## Supplied passage
>> begin

Why isn't (“Maya” == “Maya”) true in C++?

Question

Any idea why I get \"Maya is not Maya\" as a result of this code?

if (\"Maya\" == \"Maya\") 
   printf(\"Maya is Maya \\n\");
else
   printf(\"Maya is not Ma         


        

Answer 1

You are not comparing strings, you are comparing pointer address equality.

To be more explicit -

"foo baz bar" implicitly defines an anonymous const char[m]. It is implementation-defined as to whether identical anonymous const char[m] will point to the same location in memory(a concept referred to as interning).

The function you want - in C - is strmp(char*, char*), which returns 0 on equality.

Or, in C++, what you might do is

#include <string>

std::string s1 = "foo"

std::string s2 = "bar"

and then compare s1 vs. s2 with the == operator, which is defined in an intuitive fashion for strings.

Answer 2

My compiler says they are the same ;-)

even worse, my compiler is certainly broken. This very basic equation:

printf("23 - 523 = %d\n","23"-"523");

produces:

23 - 523 = 1

Answer 3

The output of your program is implementation-defined.

A string literal has the type const char[N] (that is, it's an array). Whether or not each string literal in your program is represented by a unique array is implementation-defined. (§2.13.4/2)

>> end

## Stated exercise 1
Extract the portion of the C++ string comparison thread between "A string literal" and "is implementation-defined. (§2.13.4/2)", inclusive, without changing a word.

## Dataset extract
>> begin

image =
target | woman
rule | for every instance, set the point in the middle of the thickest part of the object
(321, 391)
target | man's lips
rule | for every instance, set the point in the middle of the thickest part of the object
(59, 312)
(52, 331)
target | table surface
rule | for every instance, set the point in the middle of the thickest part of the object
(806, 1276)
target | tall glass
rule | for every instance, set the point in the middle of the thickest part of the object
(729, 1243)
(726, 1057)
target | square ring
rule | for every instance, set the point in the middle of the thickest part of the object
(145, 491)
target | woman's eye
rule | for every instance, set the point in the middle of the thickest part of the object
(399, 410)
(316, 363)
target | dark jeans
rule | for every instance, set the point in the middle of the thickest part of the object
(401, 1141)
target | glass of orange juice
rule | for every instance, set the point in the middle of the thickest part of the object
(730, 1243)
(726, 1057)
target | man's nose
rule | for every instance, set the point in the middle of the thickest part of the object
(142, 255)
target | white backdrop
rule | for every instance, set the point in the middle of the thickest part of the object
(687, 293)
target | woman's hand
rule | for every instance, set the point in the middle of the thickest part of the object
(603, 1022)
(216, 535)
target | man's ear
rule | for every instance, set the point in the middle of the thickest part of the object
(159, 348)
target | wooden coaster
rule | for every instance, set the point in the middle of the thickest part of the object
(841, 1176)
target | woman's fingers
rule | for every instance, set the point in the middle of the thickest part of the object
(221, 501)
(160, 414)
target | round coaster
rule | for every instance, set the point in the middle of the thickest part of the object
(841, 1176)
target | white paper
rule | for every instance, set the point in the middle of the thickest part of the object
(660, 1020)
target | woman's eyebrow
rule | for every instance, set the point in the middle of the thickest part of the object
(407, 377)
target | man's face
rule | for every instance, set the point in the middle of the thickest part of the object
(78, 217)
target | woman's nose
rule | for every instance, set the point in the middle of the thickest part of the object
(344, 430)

>> end

## Stated exercise 2
Please copy, word for word, the part of the rows between the line holding "target | man's lips" and the line holding "(806, 1276)", inclusive.

## Worked answer 1
A string literal has the type const char[N] (that is, it's an array). Whether or not each string literal in your program is represented by a unique array is implementation-defined. (§2.13.4/2)

## Worked answer 2
target | man's lips
rule | for every instance, set the point in the middle of the thickest part of the object
(59, 312)
(52, 331)
target | table surface
rule | for every instance, set the point in the middle of the thickest part of the object
(806, 1276)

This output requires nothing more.